**YOUR INSTRUCTIONS**:
Nothing below is to be printed except the lines between the line holding "399L286 394L283 393L273" and the line holding "397L341 376L343 251L310", inclusive, each exactly as it appears.

=== Begin Enclosure ===

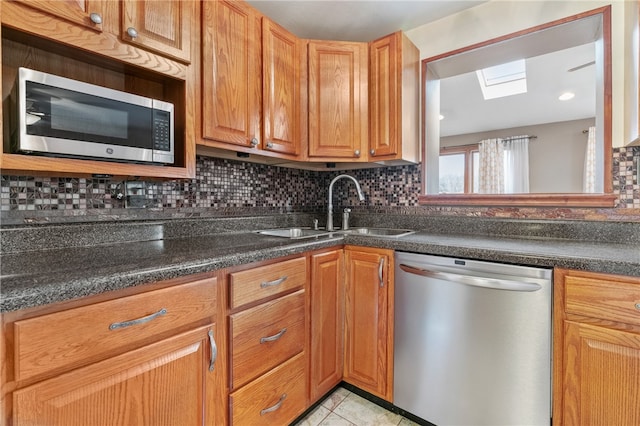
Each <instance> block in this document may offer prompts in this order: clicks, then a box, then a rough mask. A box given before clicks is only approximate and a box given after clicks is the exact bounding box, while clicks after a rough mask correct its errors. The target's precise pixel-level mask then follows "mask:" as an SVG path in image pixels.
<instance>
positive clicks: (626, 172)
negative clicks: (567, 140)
mask: <svg viewBox="0 0 640 426" xmlns="http://www.w3.org/2000/svg"><path fill="white" fill-rule="evenodd" d="M639 155H640V147H633V148H631V147H627V148H617V149H614V154H613V162H612V164H613V185H614V192H615V194H616V195H617V196H618V200H617V204H616V207H615V208H613V209H568V208H489V207H487V208H482V207H446V206H445V207H443V206H419V205H418V194H419V192H420V167H419V166H417V165H407V166H396V167H382V168H373V169H357V170H351V171H348V172H346V173H349V174H351V175H353V176H354V177H355V178H356V179H358V181H359V182H360V183H361V185H362V188H363V191H364V192H365V194H366V197H367V199H366V201H365V202H363V203H360V202H359V201H358V199H357V196H356V192H355V187H354V185H353V183H351V182H349V181H348V180H341V181H338V182H337V183H336V187H335V191H334V197H335V198H334V206H336V207H340V206H350V207H352V208H353V209H354V212H357V211H358V210H363V209H366V210H367V211H373V212H384V211H393V212H398V211H399V212H401V213H406V214H436V215H465V216H469V215H473V216H493V217H513V218H576V219H591V220H625V221H640V185H639V183H638V170H637V161H635V159H636V158H637V157H638V156H639ZM196 167H197V170H196V178H195V179H189V180H181V181H165V182H156V181H149V182H143V184H142V186H143V187H144V188H145V190H146V193H145V194H144V195H143V198H144V199H143V202H144V204H145V206H146V208H144V209H125V199H126V195H125V193H126V191H125V185H124V182H123V181H121V180H115V179H114V180H109V179H84V178H58V177H30V176H5V175H2V176H1V181H0V215H1V216H0V218H1V219H2V220H3V223H5V224H7V223H8V224H17V223H24V222H39V221H44V222H60V221H68V220H76V221H77V220H127V219H149V218H175V217H198V216H203V217H204V216H233V215H240V216H242V215H256V214H272V213H301V212H322V211H324V210H325V209H326V205H327V189H328V185H329V182H330V181H331V179H332V178H333V177H335V176H337V175H338V174H339V173H342V172H338V171H309V170H298V169H289V168H283V167H274V166H268V165H261V164H254V163H248V162H241V161H233V160H223V159H216V158H207V157H198V159H197V165H196Z"/></svg>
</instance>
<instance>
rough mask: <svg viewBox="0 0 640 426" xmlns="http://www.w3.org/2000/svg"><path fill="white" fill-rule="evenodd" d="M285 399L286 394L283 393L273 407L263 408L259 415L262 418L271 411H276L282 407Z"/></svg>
mask: <svg viewBox="0 0 640 426" xmlns="http://www.w3.org/2000/svg"><path fill="white" fill-rule="evenodd" d="M285 399H287V394H286V393H283V394H282V396H281V397H280V399H279V400H278V402H276V404H275V405H272V406H271V407H269V408H265V409H264V410H260V415H261V416H264V415H265V414H268V413H271V412H272V411H276V410H277V409H278V408H280V407H281V406H282V403H283V402H284V400H285Z"/></svg>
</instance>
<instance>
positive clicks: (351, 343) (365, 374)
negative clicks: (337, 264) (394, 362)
mask: <svg viewBox="0 0 640 426" xmlns="http://www.w3.org/2000/svg"><path fill="white" fill-rule="evenodd" d="M345 262H346V270H347V273H346V283H345V285H346V291H345V294H346V300H345V312H346V313H345V324H346V325H345V348H344V354H345V355H344V381H345V382H347V383H351V384H352V385H355V386H357V387H359V388H361V389H363V390H365V391H367V392H370V393H372V394H373V395H376V396H379V397H380V398H382V399H385V400H387V401H392V400H393V295H394V290H393V289H394V278H393V274H394V267H393V251H392V250H385V249H375V248H366V247H350V246H347V247H346V248H345Z"/></svg>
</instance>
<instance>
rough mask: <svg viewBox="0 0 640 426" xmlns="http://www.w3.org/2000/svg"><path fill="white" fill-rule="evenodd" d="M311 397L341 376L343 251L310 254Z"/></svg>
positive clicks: (341, 378)
mask: <svg viewBox="0 0 640 426" xmlns="http://www.w3.org/2000/svg"><path fill="white" fill-rule="evenodd" d="M310 291H311V354H310V357H311V368H310V370H311V371H310V372H309V374H310V377H309V381H310V386H309V387H310V391H309V394H310V398H311V401H317V400H318V399H320V398H321V397H322V396H324V395H325V394H326V393H327V392H329V391H330V390H331V389H333V387H334V386H336V385H337V384H338V383H340V381H341V380H342V365H343V363H342V359H343V352H344V351H343V348H344V346H343V340H344V251H343V250H342V249H339V250H333V251H329V252H326V253H316V254H312V255H311V290H310Z"/></svg>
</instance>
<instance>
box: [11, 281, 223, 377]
mask: <svg viewBox="0 0 640 426" xmlns="http://www.w3.org/2000/svg"><path fill="white" fill-rule="evenodd" d="M215 283H216V280H215V279H214V278H212V279H206V280H201V281H194V282H191V283H187V284H182V285H178V286H174V287H168V288H164V289H160V290H154V291H150V292H147V293H141V294H136V295H133V296H127V297H123V298H120V299H115V300H109V301H106V302H102V303H96V304H94V305H88V306H83V307H79V308H75V309H69V310H66V311H61V312H56V313H53V314H48V315H42V316H39V317H35V318H30V319H26V320H21V321H16V322H15V324H14V332H15V360H16V361H15V369H16V371H15V375H16V380H23V379H26V378H29V377H32V376H35V375H38V374H41V373H45V372H47V371H51V370H55V369H58V368H63V367H68V368H75V367H77V366H79V365H84V364H87V363H89V362H96V361H98V360H100V359H102V358H104V357H105V356H106V355H109V356H111V355H113V354H115V353H117V352H118V349H120V348H123V349H126V350H129V349H131V348H132V347H135V346H136V343H140V345H142V344H146V343H149V341H150V340H151V339H152V338H153V337H154V336H156V335H160V334H162V333H165V332H167V331H170V330H173V329H177V328H179V327H181V326H184V325H187V324H192V323H196V322H197V321H198V320H202V319H207V318H208V319H210V318H211V317H212V316H214V315H215V312H216V306H215V301H216V292H215ZM136 320H137V321H136Z"/></svg>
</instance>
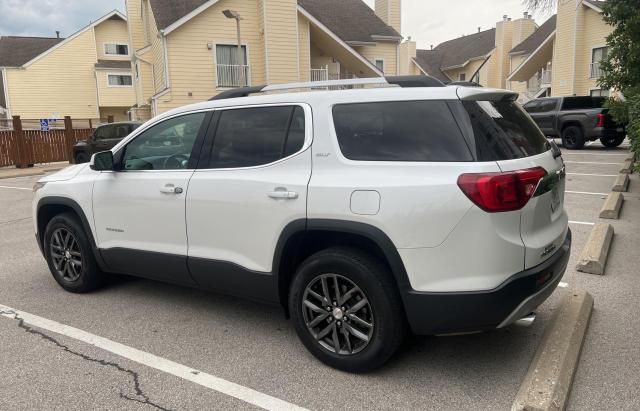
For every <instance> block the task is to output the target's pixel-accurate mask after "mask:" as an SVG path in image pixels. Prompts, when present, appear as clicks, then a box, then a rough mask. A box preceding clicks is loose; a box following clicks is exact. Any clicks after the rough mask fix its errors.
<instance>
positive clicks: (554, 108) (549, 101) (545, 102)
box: [538, 99, 558, 113]
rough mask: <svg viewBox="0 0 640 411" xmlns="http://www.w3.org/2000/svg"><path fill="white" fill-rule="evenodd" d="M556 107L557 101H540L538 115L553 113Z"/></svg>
mask: <svg viewBox="0 0 640 411" xmlns="http://www.w3.org/2000/svg"><path fill="white" fill-rule="evenodd" d="M557 106H558V100H556V99H549V100H541V101H540V107H539V108H538V112H539V113H547V112H549V111H554V110H555V109H556V107H557Z"/></svg>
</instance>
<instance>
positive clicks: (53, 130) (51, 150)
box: [0, 116, 94, 168]
mask: <svg viewBox="0 0 640 411" xmlns="http://www.w3.org/2000/svg"><path fill="white" fill-rule="evenodd" d="M81 122H83V123H86V121H78V123H81ZM63 124H64V128H62V127H56V128H53V129H49V131H42V130H26V129H23V121H22V120H21V119H20V117H19V116H15V117H13V121H12V124H11V126H12V127H11V129H9V130H7V129H6V128H9V127H6V128H5V129H0V167H6V166H13V165H15V166H16V167H18V168H22V167H28V166H30V165H33V164H37V163H52V162H56V161H69V162H70V163H71V162H72V159H73V146H74V145H75V144H76V143H77V142H78V141H80V140H84V139H86V138H87V137H89V136H90V135H91V134H92V133H93V131H94V128H93V124H92V122H91V121H89V124H82V126H83V128H74V127H73V121H72V120H71V118H70V117H65V118H64V123H63ZM87 126H89V127H87Z"/></svg>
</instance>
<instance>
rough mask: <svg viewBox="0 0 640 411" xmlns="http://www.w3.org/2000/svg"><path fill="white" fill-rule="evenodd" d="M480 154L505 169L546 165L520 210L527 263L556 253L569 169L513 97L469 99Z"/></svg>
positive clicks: (475, 136) (469, 110) (564, 235)
mask: <svg viewBox="0 0 640 411" xmlns="http://www.w3.org/2000/svg"><path fill="white" fill-rule="evenodd" d="M463 104H464V105H465V108H466V109H467V112H469V114H470V116H469V117H470V118H471V122H472V125H473V131H474V136H475V140H476V142H477V145H478V146H480V145H481V144H486V143H487V142H490V143H489V144H488V147H487V148H486V149H484V150H483V151H478V153H479V155H483V154H484V153H488V154H486V155H487V156H489V155H490V156H493V157H495V159H496V160H497V164H498V166H499V167H500V169H501V170H502V171H503V172H506V171H516V170H525V169H530V168H536V167H542V168H544V170H545V171H546V176H545V177H544V178H543V180H542V181H541V182H540V183H539V185H538V187H537V190H536V192H535V194H534V196H533V198H532V199H531V200H530V201H529V202H528V203H527V205H526V206H525V207H524V208H523V209H522V210H521V217H520V233H521V237H522V241H523V243H524V245H525V269H528V268H531V267H534V266H536V265H538V264H540V263H542V262H543V261H544V260H546V259H547V258H549V257H550V256H551V255H553V253H554V251H555V250H557V249H559V248H560V247H561V245H562V243H563V242H564V239H565V237H566V234H567V230H568V218H567V214H566V212H565V210H564V190H565V173H564V163H563V161H562V157H561V156H559V152H556V153H555V154H554V150H552V148H551V146H550V144H549V143H548V142H547V140H546V138H545V137H544V135H542V134H541V133H540V131H539V130H538V128H537V127H535V125H534V124H533V123H532V122H531V120H530V119H529V118H528V116H527V115H526V114H525V113H524V112H523V111H522V109H521V108H520V107H518V105H517V104H516V103H514V102H511V101H473V102H472V101H465V102H464V103H463Z"/></svg>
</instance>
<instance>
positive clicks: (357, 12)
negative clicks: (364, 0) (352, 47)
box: [298, 0, 402, 42]
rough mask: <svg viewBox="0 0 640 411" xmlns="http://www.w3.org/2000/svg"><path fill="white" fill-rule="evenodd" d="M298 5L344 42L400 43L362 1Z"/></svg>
mask: <svg viewBox="0 0 640 411" xmlns="http://www.w3.org/2000/svg"><path fill="white" fill-rule="evenodd" d="M298 4H299V5H300V6H301V7H302V8H303V9H305V10H306V11H308V12H309V13H310V14H311V15H313V16H314V17H315V18H316V19H318V21H320V22H321V23H322V24H324V25H325V26H326V27H327V28H328V29H329V30H331V31H332V32H334V33H335V34H336V35H337V36H338V37H340V38H341V39H342V40H344V41H346V42H375V41H376V40H379V38H377V36H380V37H389V38H390V40H401V39H402V36H401V35H400V33H398V32H397V31H396V30H395V29H394V28H393V27H391V26H389V25H387V24H386V23H385V22H384V21H382V19H380V17H378V16H377V15H376V13H375V12H374V11H373V10H372V9H371V7H369V6H367V5H366V4H365V3H364V2H363V1H362V0H298Z"/></svg>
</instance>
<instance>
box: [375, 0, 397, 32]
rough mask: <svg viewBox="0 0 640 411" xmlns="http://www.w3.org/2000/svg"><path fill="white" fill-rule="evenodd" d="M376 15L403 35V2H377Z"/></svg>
mask: <svg viewBox="0 0 640 411" xmlns="http://www.w3.org/2000/svg"><path fill="white" fill-rule="evenodd" d="M376 14H377V15H378V17H380V18H381V19H382V21H384V22H385V23H387V24H388V25H389V26H391V27H393V28H394V29H396V31H397V32H398V33H400V34H402V0H376Z"/></svg>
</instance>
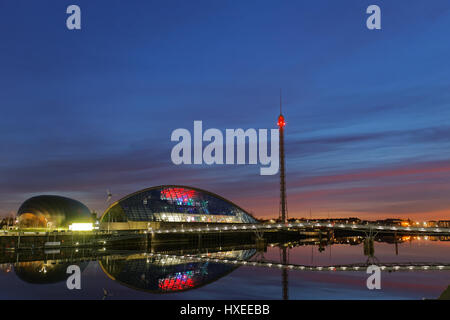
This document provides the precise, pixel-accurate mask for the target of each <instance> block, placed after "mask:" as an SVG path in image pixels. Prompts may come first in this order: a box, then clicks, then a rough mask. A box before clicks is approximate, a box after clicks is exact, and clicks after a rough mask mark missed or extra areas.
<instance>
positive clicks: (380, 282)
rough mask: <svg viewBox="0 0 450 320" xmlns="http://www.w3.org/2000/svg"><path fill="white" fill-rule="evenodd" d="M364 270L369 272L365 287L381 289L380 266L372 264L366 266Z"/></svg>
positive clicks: (380, 270) (371, 288) (380, 269)
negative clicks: (367, 266)
mask: <svg viewBox="0 0 450 320" xmlns="http://www.w3.org/2000/svg"><path fill="white" fill-rule="evenodd" d="M366 272H367V273H368V274H370V276H369V278H367V281H366V286H367V289H369V290H373V289H378V290H379V289H381V268H380V267H378V266H376V265H374V264H373V265H370V266H369V267H367V270H366Z"/></svg>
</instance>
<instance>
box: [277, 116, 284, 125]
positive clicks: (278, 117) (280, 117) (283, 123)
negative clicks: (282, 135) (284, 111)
mask: <svg viewBox="0 0 450 320" xmlns="http://www.w3.org/2000/svg"><path fill="white" fill-rule="evenodd" d="M277 125H278V127H280V128H283V127H284V126H285V125H286V122H285V121H284V117H283V116H282V115H281V114H280V116H279V117H278V122H277Z"/></svg>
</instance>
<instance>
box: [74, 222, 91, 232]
mask: <svg viewBox="0 0 450 320" xmlns="http://www.w3.org/2000/svg"><path fill="white" fill-rule="evenodd" d="M92 229H94V226H93V225H92V223H72V224H71V225H69V230H71V231H92Z"/></svg>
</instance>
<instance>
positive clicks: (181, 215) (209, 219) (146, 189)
mask: <svg viewBox="0 0 450 320" xmlns="http://www.w3.org/2000/svg"><path fill="white" fill-rule="evenodd" d="M101 222H102V223H108V224H111V225H112V224H114V223H115V224H119V223H128V224H130V223H133V224H134V226H133V227H131V226H128V227H127V228H128V229H130V228H131V229H141V228H147V224H148V223H153V222H180V223H187V222H189V223H191V222H192V223H196V222H197V223H202V222H203V223H255V222H256V220H255V219H254V218H253V217H252V216H251V215H250V214H249V213H248V212H246V211H245V210H244V209H242V208H240V207H238V206H237V205H235V204H234V203H232V202H231V201H228V200H226V199H224V198H222V197H221V196H219V195H217V194H214V193H211V192H208V191H205V190H201V189H197V188H193V187H186V186H176V185H164V186H157V187H151V188H148V189H144V190H141V191H138V192H135V193H133V194H131V195H129V196H126V197H124V198H122V199H120V200H119V201H117V202H115V203H113V204H112V205H111V206H110V207H109V208H108V209H107V210H106V211H105V213H104V214H103V216H102V218H101ZM138 225H140V226H138Z"/></svg>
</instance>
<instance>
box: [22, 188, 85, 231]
mask: <svg viewBox="0 0 450 320" xmlns="http://www.w3.org/2000/svg"><path fill="white" fill-rule="evenodd" d="M17 217H18V218H19V226H20V227H21V228H48V227H52V228H67V227H68V226H69V225H70V224H72V223H92V222H93V221H92V215H91V212H90V210H89V208H88V207H86V206H85V205H84V204H82V203H81V202H79V201H77V200H74V199H70V198H66V197H61V196H53V195H42V196H37V197H32V198H30V199H28V200H26V201H25V202H24V203H23V204H22V205H21V206H20V208H19V210H18V212H17Z"/></svg>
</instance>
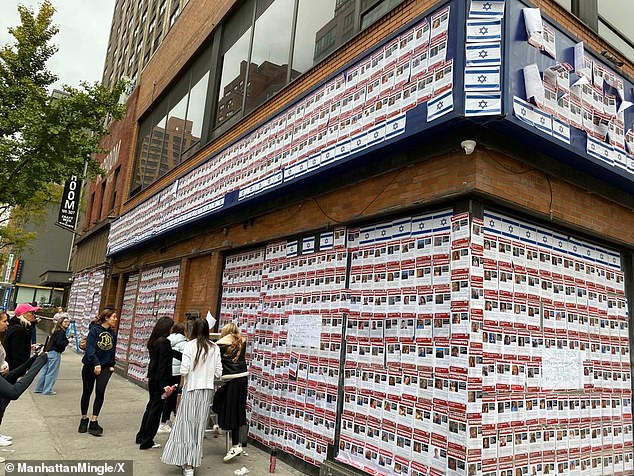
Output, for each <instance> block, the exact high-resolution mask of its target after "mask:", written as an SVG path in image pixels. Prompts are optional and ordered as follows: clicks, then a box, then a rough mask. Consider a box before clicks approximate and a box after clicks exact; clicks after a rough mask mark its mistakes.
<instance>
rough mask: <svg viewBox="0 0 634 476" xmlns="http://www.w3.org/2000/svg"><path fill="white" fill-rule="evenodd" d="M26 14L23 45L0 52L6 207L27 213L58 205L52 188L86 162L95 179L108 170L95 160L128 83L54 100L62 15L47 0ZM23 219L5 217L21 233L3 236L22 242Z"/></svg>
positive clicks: (63, 94)
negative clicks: (49, 90)
mask: <svg viewBox="0 0 634 476" xmlns="http://www.w3.org/2000/svg"><path fill="white" fill-rule="evenodd" d="M18 12H19V14H20V19H21V24H20V25H18V26H16V27H14V28H10V29H9V33H10V34H11V35H12V36H13V37H14V38H15V42H14V43H13V44H11V45H5V46H2V47H0V183H2V187H0V204H3V205H4V206H8V207H11V209H12V210H13V213H20V214H22V215H23V214H24V213H28V212H29V211H32V210H33V209H37V207H38V206H41V205H42V203H43V200H44V201H46V200H49V199H51V195H50V191H51V190H52V189H51V187H50V185H51V184H62V183H64V181H65V180H67V179H68V178H69V177H71V176H72V175H77V176H81V175H82V174H83V170H84V161H87V170H88V176H89V178H92V177H94V176H95V175H97V174H99V173H100V172H101V169H100V167H99V164H98V162H97V161H96V160H95V159H94V157H93V154H95V153H104V152H107V151H104V150H101V149H100V148H99V142H100V141H101V139H102V138H103V137H104V136H106V135H107V134H108V129H107V123H108V120H109V119H114V120H117V119H121V117H123V113H124V109H125V107H124V106H123V105H121V104H119V97H120V96H121V93H122V92H123V90H124V87H125V85H124V84H123V83H120V84H117V85H116V86H115V87H113V88H112V89H111V90H108V89H106V88H104V87H103V86H102V85H101V84H99V83H95V84H92V85H91V84H88V83H85V82H84V83H81V88H80V89H76V88H72V87H69V86H64V87H63V92H62V93H61V94H55V95H53V96H52V95H51V94H50V92H49V89H48V88H50V87H51V85H52V84H53V83H54V82H55V81H56V80H57V77H56V76H55V75H54V74H52V73H51V72H50V71H48V70H47V69H46V62H47V60H48V59H49V58H50V57H51V56H52V55H53V54H55V53H56V52H57V47H56V46H55V45H53V44H51V40H52V39H53V37H54V36H55V34H56V33H57V32H58V27H57V26H55V25H53V23H52V18H53V14H54V13H55V9H54V7H53V6H52V5H51V3H50V1H49V0H45V1H44V2H43V3H42V5H41V7H40V9H39V12H38V13H37V14H35V13H33V12H32V11H30V10H29V9H27V8H26V7H24V6H21V5H20V6H18ZM77 60H78V61H80V60H81V59H79V58H78V59H77ZM15 207H18V208H15ZM17 210H19V211H17ZM0 211H1V210H0ZM21 220H22V219H21ZM21 220H12V223H11V225H8V224H7V223H8V222H7V220H6V217H4V220H3V218H2V217H0V227H2V226H5V227H9V228H10V227H11V226H14V227H18V228H16V230H15V233H14V232H11V230H9V229H7V230H4V232H3V231H2V230H1V229H0V237H3V238H5V239H9V236H12V239H13V241H14V242H16V243H18V242H22V240H21V239H18V235H19V233H17V232H18V229H19V224H18V222H20V221H21ZM16 233H17V234H16Z"/></svg>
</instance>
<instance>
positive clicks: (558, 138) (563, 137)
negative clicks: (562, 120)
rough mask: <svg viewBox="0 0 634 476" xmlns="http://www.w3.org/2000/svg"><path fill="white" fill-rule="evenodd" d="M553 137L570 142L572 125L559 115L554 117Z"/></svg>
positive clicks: (553, 117) (567, 141)
mask: <svg viewBox="0 0 634 476" xmlns="http://www.w3.org/2000/svg"><path fill="white" fill-rule="evenodd" d="M553 137H554V138H555V139H559V140H560V141H562V142H565V143H566V144H570V126H569V125H568V124H566V123H565V122H564V121H562V120H561V119H559V118H558V117H553Z"/></svg>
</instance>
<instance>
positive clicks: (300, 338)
mask: <svg viewBox="0 0 634 476" xmlns="http://www.w3.org/2000/svg"><path fill="white" fill-rule="evenodd" d="M628 1H629V0H628ZM628 1H625V0H623V1H622V2H618V1H614V0H610V1H609V2H608V1H603V0H557V1H554V0H534V1H532V2H531V4H528V3H527V2H526V1H525V0H471V1H466V0H442V1H436V0H357V1H353V0H320V1H314V0H243V1H228V2H219V1H213V0H190V1H189V2H187V3H186V4H185V3H183V2H180V3H173V2H167V1H166V2H160V1H151V2H139V3H138V5H137V4H136V3H135V4H132V3H131V2H125V1H120V2H117V6H116V9H115V19H114V21H113V29H112V34H111V41H110V47H109V51H108V58H107V60H106V68H105V71H104V81H105V82H106V84H110V83H111V82H113V81H114V80H115V79H117V78H119V77H123V76H124V75H125V76H127V77H130V78H135V79H136V81H135V82H134V87H133V89H132V90H131V92H130V93H131V94H130V96H129V97H128V98H127V105H128V112H127V116H126V118H124V119H123V120H122V121H119V122H117V123H113V124H112V125H111V132H112V134H111V136H110V137H107V138H105V139H104V141H103V143H102V146H103V147H104V148H105V149H108V150H110V152H109V153H108V154H107V155H106V156H104V157H100V158H99V159H100V160H101V161H102V164H103V165H102V167H103V168H104V170H105V173H104V175H103V177H100V178H99V179H98V180H97V181H95V182H93V183H90V184H88V186H87V187H86V192H85V194H84V198H85V215H84V219H83V221H82V225H81V235H80V236H79V237H78V239H77V241H76V249H75V253H74V257H73V271H74V281H73V288H72V292H71V303H72V307H71V312H72V313H73V315H74V316H75V318H76V320H77V321H78V323H79V328H80V329H82V326H84V327H85V326H86V325H87V323H88V321H89V319H90V318H91V317H93V316H94V315H95V313H96V312H98V310H99V309H101V308H103V306H105V305H106V304H112V305H114V306H115V307H116V308H117V310H118V311H119V315H120V323H119V328H118V340H117V367H118V371H119V372H121V373H123V374H125V375H126V376H128V377H129V378H130V379H132V380H134V381H137V382H140V383H144V382H145V379H146V369H147V363H148V355H147V350H146V349H145V346H144V343H145V342H146V339H147V336H148V335H149V333H150V332H151V329H152V327H153V325H154V323H155V322H156V320H157V319H158V318H159V317H161V316H170V317H173V318H174V319H175V320H177V321H182V320H184V319H185V318H186V316H195V315H205V314H206V313H207V312H210V313H212V314H213V315H214V316H216V318H217V319H218V321H219V324H220V325H223V324H225V323H227V322H235V323H237V324H238V325H239V326H240V327H241V328H242V330H243V331H244V333H245V334H246V335H247V339H248V342H249V346H248V356H247V360H248V361H249V363H250V366H251V372H250V382H249V405H248V411H249V435H250V436H251V437H252V438H254V439H256V440H258V441H259V442H261V443H262V444H264V445H266V446H268V447H271V448H276V449H278V451H284V452H286V453H288V454H290V455H292V456H293V457H294V458H295V459H296V460H297V461H298V462H299V460H303V461H304V462H307V463H308V464H311V465H315V466H320V465H329V466H331V467H332V469H333V471H335V472H334V473H333V474H337V473H336V471H337V469H336V467H337V466H338V467H341V466H342V465H348V466H353V467H356V468H358V469H360V470H361V471H366V472H368V473H371V474H408V475H412V476H421V475H426V474H456V475H457V474H468V475H471V474H482V475H486V476H500V475H518V474H521V475H532V474H577V473H580V474H594V473H597V474H598V473H599V472H602V473H603V474H632V473H633V472H634V460H633V459H632V448H633V441H632V440H633V437H632V435H633V429H632V411H631V395H632V379H631V373H632V368H631V367H632V366H631V355H632V352H631V350H632V345H631V342H632V329H634V326H632V325H631V318H630V316H632V315H633V313H634V307H633V303H634V286H633V284H632V283H634V213H633V211H632V210H634V107H632V106H631V104H632V103H634V96H633V94H634V82H633V81H634V80H633V79H632V78H634V48H633V47H632V45H633V44H632V38H633V36H634V34H633V32H632V31H631V28H632V25H631V24H630V23H627V21H624V20H623V18H625V17H626V16H624V15H620V13H621V12H623V11H626V7H627V4H628ZM174 12H177V16H178V19H177V20H175V21H172V18H176V17H175V16H173V15H172V13H174ZM161 19H162V20H161ZM128 25H130V26H129V27H128ZM159 25H160V26H159ZM137 30H138V33H135V31H137ZM157 39H158V41H159V43H156V40H157Z"/></svg>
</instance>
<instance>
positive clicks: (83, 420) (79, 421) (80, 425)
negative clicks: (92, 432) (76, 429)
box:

=== End Enclosure ===

**SOLUTION TO THIS EXERCISE**:
rough mask: <svg viewBox="0 0 640 426" xmlns="http://www.w3.org/2000/svg"><path fill="white" fill-rule="evenodd" d="M285 399L286 394L283 393L273 407L263 408L259 415L262 418L271 411H276L282 407Z"/></svg>
mask: <svg viewBox="0 0 640 426" xmlns="http://www.w3.org/2000/svg"><path fill="white" fill-rule="evenodd" d="M285 399H287V394H286V393H283V394H282V396H281V397H280V399H279V400H278V402H276V404H275V405H272V406H271V407H269V408H265V409H264V410H260V415H261V416H264V415H265V414H268V413H271V412H272V411H276V410H277V409H278V408H280V407H281V406H282V403H283V402H284V400H285Z"/></svg>
</instance>
<instance>
positive clicks: (351, 343) (365, 374)
negative clicks: (337, 264) (394, 362)
mask: <svg viewBox="0 0 640 426" xmlns="http://www.w3.org/2000/svg"><path fill="white" fill-rule="evenodd" d="M345 262H346V270H347V273H346V283H345V285H346V291H345V294H346V300H345V312H346V313H345V324H346V325H345V348H344V354H345V355H344V381H345V382H347V383H351V384H352V385H355V386H357V387H359V388H361V389H363V390H365V391H367V392H370V393H372V394H373V395H376V396H379V397H380V398H382V399H385V400H387V401H392V400H393V295H394V290H393V289H394V278H393V274H394V267H393V251H392V250H385V249H375V248H366V247H350V246H347V247H346V248H345Z"/></svg>
</instance>
<instance>
rough mask: <svg viewBox="0 0 640 426" xmlns="http://www.w3.org/2000/svg"><path fill="white" fill-rule="evenodd" d="M311 397L341 376L343 251L310 254Z"/></svg>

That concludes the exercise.